----- The records -----
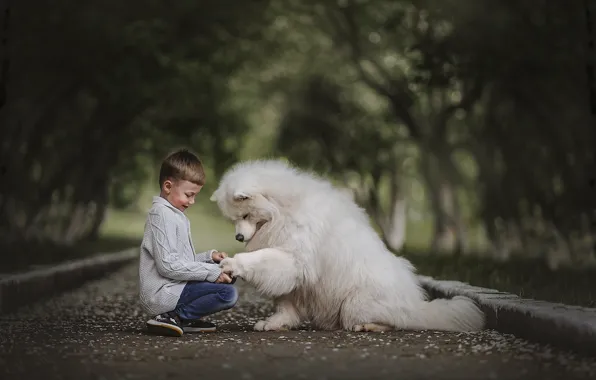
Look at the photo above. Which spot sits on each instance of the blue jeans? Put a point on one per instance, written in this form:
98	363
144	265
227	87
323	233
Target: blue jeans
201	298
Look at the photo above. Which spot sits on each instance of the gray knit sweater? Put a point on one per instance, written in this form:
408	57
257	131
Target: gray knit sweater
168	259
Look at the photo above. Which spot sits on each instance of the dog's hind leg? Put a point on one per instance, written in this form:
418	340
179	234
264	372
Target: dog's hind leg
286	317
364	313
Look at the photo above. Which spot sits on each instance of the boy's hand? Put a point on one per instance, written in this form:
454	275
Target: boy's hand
-----
----- The records -----
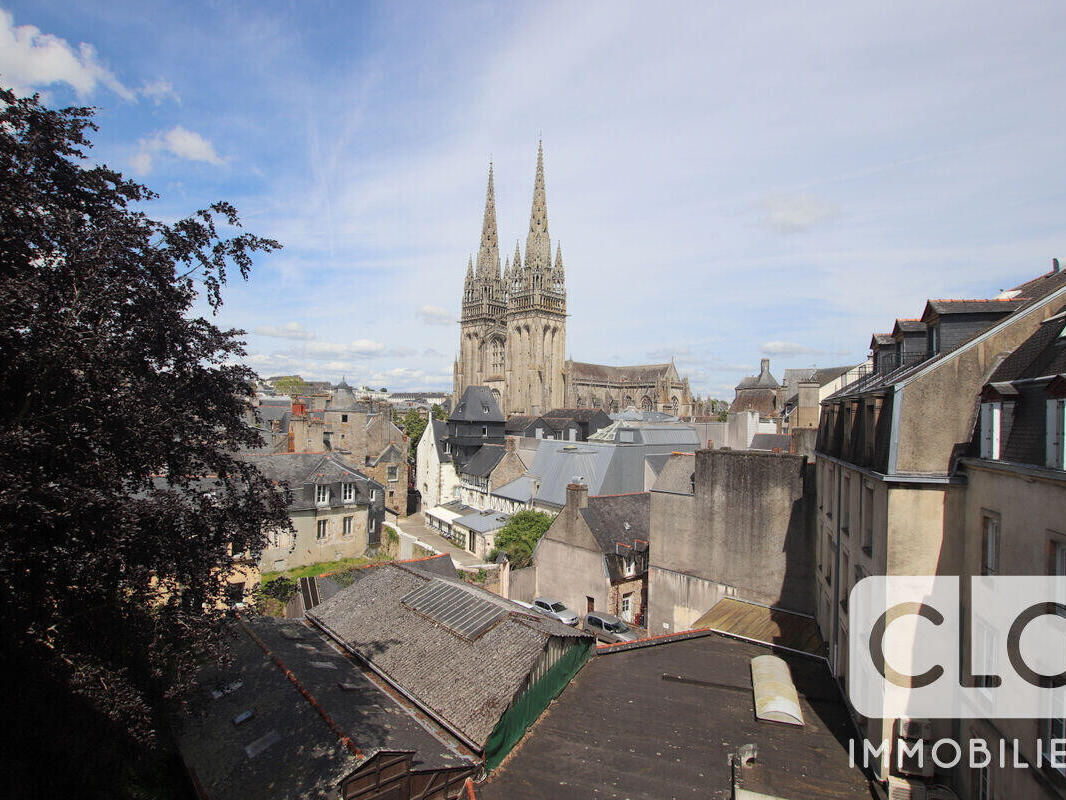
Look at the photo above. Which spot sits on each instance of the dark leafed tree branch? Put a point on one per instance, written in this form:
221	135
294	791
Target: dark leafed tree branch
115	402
-----
:: Your instructions ::
Every line from the line containing "of the boy's" through the line containing "Target: boy's hand" in the records above must be retyped exactly. Leave out the rest.

:: Exercise result ::
Look at the photo above. Which spot sits on each instance of the boy's hand? Put a point on one per instance, written in this form:
454	275
Target: boy's hand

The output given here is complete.